## Source document
------------------------------------------------------------

# FREE VST EQ that imports data from REQ EQ Room Software filters export



## ronsound (Nov 6, 2012)

Hi All,

Looking for a FREE VST EQ for 2 ch music that allows importing from a Filter export file made in REW EQ Room Software.

Regards,
Ron.


----------



## mojave (Dec 30, 2006)

There aren't any (free or otherwise) that will import data from REW. Here is a list of free VST plugins that you could try, but you have to manually enter the filters. It only takes a couple minutes.

Best Free Parametric Equalizer VST Plugins.

If you ever need more than 2 channels, then GlissEQ is the only multichannel one I'm aware of. 

You can also use JRiver Media Center (not free) and its Parametric EQ DSP.


----------



## AudiocRaver (Jun 6, 2012)

Don't know if this is exactly what you mean - Convolver is open source and free, works with foobar2000, also free.

Export the REW impulse file, plug it into Convolver (already plugged into foobar). Voila!

Is that what you meant, EQ added to a media player?


----------



## ronsound (Nov 6, 2012)

AudiocRaver said:


> Don't know if this is exactly what you mean - Convolver is open source and free, works with foobar2000, also free.
> 
> Export the REW impulse file, plug it into Convolver (already plugged into foobar). Voila!
> 
> Is that what you meant, EQ added to a media player?


Yes, have tried "Convolver" for Foobar, but also looking at other EQs which can import Filter exports from REW.

Thanks,
Ron.


----------

------------------------------------------------------------

## Source data
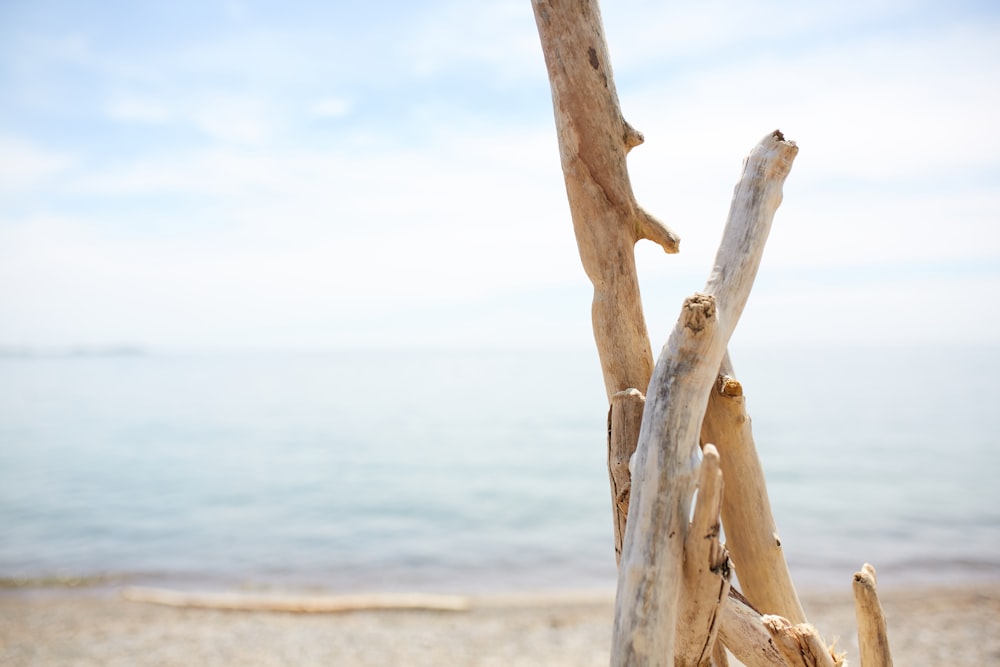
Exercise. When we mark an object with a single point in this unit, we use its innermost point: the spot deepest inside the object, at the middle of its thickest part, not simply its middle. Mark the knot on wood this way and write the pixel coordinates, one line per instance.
(728, 386)
(699, 311)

------------------------------------------------------------

## Task brief
Reproduce word for word the passage in the forum thread on free VST EQs above, from "Best Free Parametric" to "(Jun 6, 2012)".

## Result of this exercise
Best Free Parametric Equalizer VST Plugins.

If you ever need more than 2 channels, then GlissEQ is the only multichannel one I'm aware of. 

You can also use JRiver Media Center (not free) and its Parametric EQ DSP.


----------



## AudiocRaver (Jun 6, 2012)